**Task item:**
An exact restatement of the entire listing is needed, excluding all images.

**Records to process:**
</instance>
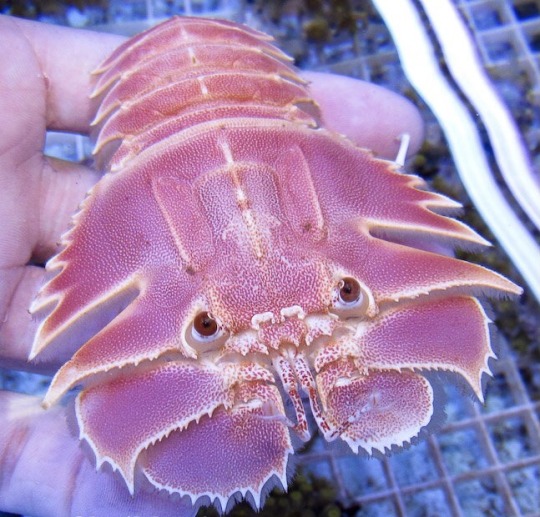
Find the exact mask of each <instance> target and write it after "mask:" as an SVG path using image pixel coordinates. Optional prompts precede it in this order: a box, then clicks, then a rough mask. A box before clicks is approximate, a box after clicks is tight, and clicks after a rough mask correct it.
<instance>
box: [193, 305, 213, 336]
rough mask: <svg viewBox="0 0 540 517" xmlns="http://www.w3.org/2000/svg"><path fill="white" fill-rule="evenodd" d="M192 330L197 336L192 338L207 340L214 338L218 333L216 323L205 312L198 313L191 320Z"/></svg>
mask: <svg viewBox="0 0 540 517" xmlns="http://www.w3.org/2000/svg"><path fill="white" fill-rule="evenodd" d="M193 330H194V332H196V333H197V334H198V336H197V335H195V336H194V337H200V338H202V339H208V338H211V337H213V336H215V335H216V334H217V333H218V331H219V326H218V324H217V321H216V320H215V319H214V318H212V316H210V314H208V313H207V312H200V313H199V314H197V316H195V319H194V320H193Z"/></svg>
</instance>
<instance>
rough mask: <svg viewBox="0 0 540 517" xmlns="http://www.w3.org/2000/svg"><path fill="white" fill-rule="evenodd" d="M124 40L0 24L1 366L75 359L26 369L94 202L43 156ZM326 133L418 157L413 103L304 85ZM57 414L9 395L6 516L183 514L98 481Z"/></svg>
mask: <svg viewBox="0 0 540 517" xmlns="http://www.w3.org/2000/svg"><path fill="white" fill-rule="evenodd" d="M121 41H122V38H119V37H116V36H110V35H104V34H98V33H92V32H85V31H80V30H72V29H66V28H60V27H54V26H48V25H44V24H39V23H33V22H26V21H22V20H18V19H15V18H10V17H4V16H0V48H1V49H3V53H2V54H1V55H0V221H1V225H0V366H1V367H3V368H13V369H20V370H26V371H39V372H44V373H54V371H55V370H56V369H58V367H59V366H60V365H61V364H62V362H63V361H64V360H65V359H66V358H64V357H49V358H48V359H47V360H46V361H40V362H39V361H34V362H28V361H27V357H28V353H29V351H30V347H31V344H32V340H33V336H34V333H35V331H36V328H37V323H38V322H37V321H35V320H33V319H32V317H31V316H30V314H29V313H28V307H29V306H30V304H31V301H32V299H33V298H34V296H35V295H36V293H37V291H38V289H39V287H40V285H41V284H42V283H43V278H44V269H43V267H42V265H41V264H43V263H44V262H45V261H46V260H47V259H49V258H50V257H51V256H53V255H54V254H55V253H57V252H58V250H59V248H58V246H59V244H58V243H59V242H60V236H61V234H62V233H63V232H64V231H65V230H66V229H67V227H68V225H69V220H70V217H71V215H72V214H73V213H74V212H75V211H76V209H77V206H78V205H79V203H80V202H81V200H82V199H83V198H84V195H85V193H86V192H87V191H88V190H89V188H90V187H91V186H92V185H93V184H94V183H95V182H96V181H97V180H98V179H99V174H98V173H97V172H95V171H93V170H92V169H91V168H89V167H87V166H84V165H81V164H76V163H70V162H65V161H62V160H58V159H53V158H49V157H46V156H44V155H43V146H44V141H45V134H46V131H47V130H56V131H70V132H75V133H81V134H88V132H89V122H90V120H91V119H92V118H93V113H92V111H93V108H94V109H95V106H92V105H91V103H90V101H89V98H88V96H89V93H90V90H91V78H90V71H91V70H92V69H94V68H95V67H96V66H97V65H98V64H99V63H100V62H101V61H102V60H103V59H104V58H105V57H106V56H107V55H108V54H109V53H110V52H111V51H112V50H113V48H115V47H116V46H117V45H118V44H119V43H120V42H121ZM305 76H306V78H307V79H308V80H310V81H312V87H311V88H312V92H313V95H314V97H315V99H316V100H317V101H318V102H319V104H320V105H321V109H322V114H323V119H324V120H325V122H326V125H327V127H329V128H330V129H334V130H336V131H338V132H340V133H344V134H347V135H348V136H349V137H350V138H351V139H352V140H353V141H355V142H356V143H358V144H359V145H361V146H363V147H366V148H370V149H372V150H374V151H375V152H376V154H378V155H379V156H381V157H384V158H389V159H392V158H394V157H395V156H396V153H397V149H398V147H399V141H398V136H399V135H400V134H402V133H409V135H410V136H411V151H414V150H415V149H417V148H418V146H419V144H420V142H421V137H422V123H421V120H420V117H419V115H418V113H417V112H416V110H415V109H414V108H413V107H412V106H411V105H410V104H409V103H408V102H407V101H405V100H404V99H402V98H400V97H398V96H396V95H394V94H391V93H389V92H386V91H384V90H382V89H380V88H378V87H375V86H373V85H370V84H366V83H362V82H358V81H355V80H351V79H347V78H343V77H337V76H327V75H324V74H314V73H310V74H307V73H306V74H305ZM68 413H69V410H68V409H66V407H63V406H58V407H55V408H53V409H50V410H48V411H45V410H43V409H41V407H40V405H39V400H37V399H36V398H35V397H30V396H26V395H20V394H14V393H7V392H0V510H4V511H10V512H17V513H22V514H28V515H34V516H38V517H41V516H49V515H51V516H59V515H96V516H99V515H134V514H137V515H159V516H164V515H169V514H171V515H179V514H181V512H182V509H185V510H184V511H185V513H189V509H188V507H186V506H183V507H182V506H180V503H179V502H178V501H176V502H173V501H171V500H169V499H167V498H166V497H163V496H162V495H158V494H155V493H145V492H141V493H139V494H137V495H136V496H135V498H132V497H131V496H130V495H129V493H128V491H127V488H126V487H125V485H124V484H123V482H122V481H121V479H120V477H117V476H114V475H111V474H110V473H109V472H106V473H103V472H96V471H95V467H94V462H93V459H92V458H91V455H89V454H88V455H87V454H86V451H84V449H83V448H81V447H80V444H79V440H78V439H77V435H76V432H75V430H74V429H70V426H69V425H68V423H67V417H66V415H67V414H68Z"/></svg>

**Exercise response:**
</instance>
Find the exact mask of each <instance> target and write it after "mask:" as an SVG path using image pixel coordinates. Optional prompts precede it in this order: a box, then clicks, then a rough mask. A box before clicks is approximate, a box after clicks is tight, and clicks after a rough mask correct it.
<instance>
box: [193, 305, 213, 336]
rough mask: <svg viewBox="0 0 540 517" xmlns="http://www.w3.org/2000/svg"><path fill="white" fill-rule="evenodd" d="M192 330L197 336L192 338L207 340L214 338L218 333L216 323L205 312L198 313L191 320Z"/></svg>
mask: <svg viewBox="0 0 540 517" xmlns="http://www.w3.org/2000/svg"><path fill="white" fill-rule="evenodd" d="M193 330H194V332H196V333H197V334H198V336H197V335H195V336H194V337H200V338H202V339H208V338H211V337H213V336H215V335H216V334H217V333H218V331H219V326H218V324H217V321H216V320H215V319H214V318H212V316H210V314H208V313H207V312H200V313H199V314H197V316H195V319H194V320H193Z"/></svg>
</instance>
<instance>
rough mask: <svg viewBox="0 0 540 517" xmlns="http://www.w3.org/2000/svg"><path fill="white" fill-rule="evenodd" d="M124 40L0 24L1 366L75 359L26 369L94 202L43 156ZM326 133L418 157L413 103L304 85ZM57 414L9 395L6 516L183 514L98 481Z"/></svg>
mask: <svg viewBox="0 0 540 517" xmlns="http://www.w3.org/2000/svg"><path fill="white" fill-rule="evenodd" d="M121 41H122V38H119V37H116V36H110V35H104V34H98V33H92V32H85V31H80V30H72V29H66V28H60V27H54V26H48V25H44V24H39V23H33V22H26V21H22V20H18V19H15V18H10V17H4V16H0V48H1V49H3V53H2V54H1V55H0V221H1V225H0V366H1V367H3V368H13V369H20V370H26V371H39V372H44V373H54V371H55V370H56V369H58V367H59V366H60V365H61V364H62V362H63V361H64V360H65V359H66V358H64V357H49V358H48V359H47V360H46V361H40V362H39V361H34V362H28V361H27V357H28V353H29V351H30V347H31V344H32V340H33V336H34V333H35V331H36V328H37V323H38V322H37V321H35V320H33V319H32V317H31V316H30V314H29V313H28V307H29V306H30V304H31V301H32V299H33V298H34V296H35V295H36V293H37V291H38V289H39V287H40V285H41V284H42V283H43V278H44V269H43V267H42V265H41V264H43V263H44V262H45V261H46V260H47V259H49V258H50V257H51V256H53V255H54V254H55V253H57V252H58V250H59V248H58V246H59V244H58V243H59V242H60V236H61V234H62V233H63V232H64V231H65V230H66V229H67V227H68V225H69V220H70V217H71V215H72V214H73V213H74V212H75V211H76V209H77V206H78V205H79V203H80V202H81V200H82V199H83V198H84V195H85V193H86V192H87V191H88V190H89V188H90V187H91V186H92V185H93V184H94V183H95V182H96V181H97V180H98V179H99V174H98V173H97V172H95V171H93V170H92V169H91V168H89V167H87V166H84V165H81V164H76V163H70V162H65V161H62V160H58V159H53V158H49V157H46V156H44V155H43V146H44V141H45V134H46V131H47V130H56V131H70V132H75V133H81V134H88V132H89V122H90V120H91V119H92V118H93V113H92V111H93V108H94V109H95V106H92V105H91V103H90V101H89V98H88V96H89V93H90V90H91V78H90V71H91V70H92V69H94V68H95V67H96V66H97V65H98V64H99V63H100V62H101V61H102V60H103V59H104V58H105V57H106V56H107V55H108V54H109V53H110V52H111V51H112V50H113V48H115V47H116V46H117V45H118V44H119V43H120V42H121ZM305 76H306V78H307V79H308V80H310V81H312V87H311V88H312V92H313V95H314V97H315V99H316V100H317V101H318V102H319V104H320V105H321V109H322V114H323V119H324V120H325V122H326V125H327V127H329V128H330V129H334V130H336V131H338V132H340V133H344V134H347V135H348V136H349V137H350V138H351V139H352V140H353V141H355V142H356V143H358V144H359V145H361V146H363V147H366V148H370V149H372V150H374V151H375V152H376V154H378V155H379V156H381V157H384V158H389V159H392V158H394V157H395V156H396V153H397V149H398V147H399V141H398V136H399V135H400V134H402V133H409V135H410V136H411V151H414V150H415V149H417V148H418V146H419V144H420V142H421V137H422V123H421V120H420V117H419V115H418V113H417V112H416V110H415V109H414V108H413V107H412V106H411V105H410V104H409V103H408V102H407V101H405V100H404V99H402V98H400V97H398V96H396V95H394V94H391V93H389V92H386V91H384V90H382V89H380V88H378V87H375V86H373V85H370V84H366V83H362V82H358V81H355V80H351V79H347V78H343V77H337V76H327V75H324V74H314V73H310V74H307V73H306V74H305ZM68 413H69V410H68V409H66V407H63V406H58V407H55V408H53V409H50V410H48V411H45V410H43V409H41V407H40V405H39V400H37V399H36V398H35V397H30V396H26V395H20V394H14V393H7V392H0V510H4V511H10V512H17V513H22V514H28V515H34V516H38V517H41V516H49V515H51V516H59V515H96V516H99V515H134V514H137V515H159V516H164V515H169V514H171V515H179V514H181V512H182V509H185V510H184V511H185V513H189V509H188V507H186V506H183V507H182V506H180V503H179V502H178V501H176V502H173V501H171V500H169V499H167V498H166V497H163V496H162V495H158V494H155V493H145V492H141V493H139V494H137V495H136V496H135V498H132V497H131V496H130V495H129V493H128V491H127V488H126V487H125V485H124V484H123V482H122V481H121V479H120V477H117V476H114V475H111V474H110V473H109V472H106V473H103V472H96V471H95V467H94V462H93V459H92V458H91V455H89V454H88V455H87V454H86V451H84V449H83V448H81V447H80V444H79V440H78V439H77V435H76V432H75V430H74V429H70V426H69V425H68V423H67V417H66V415H67V414H68Z"/></svg>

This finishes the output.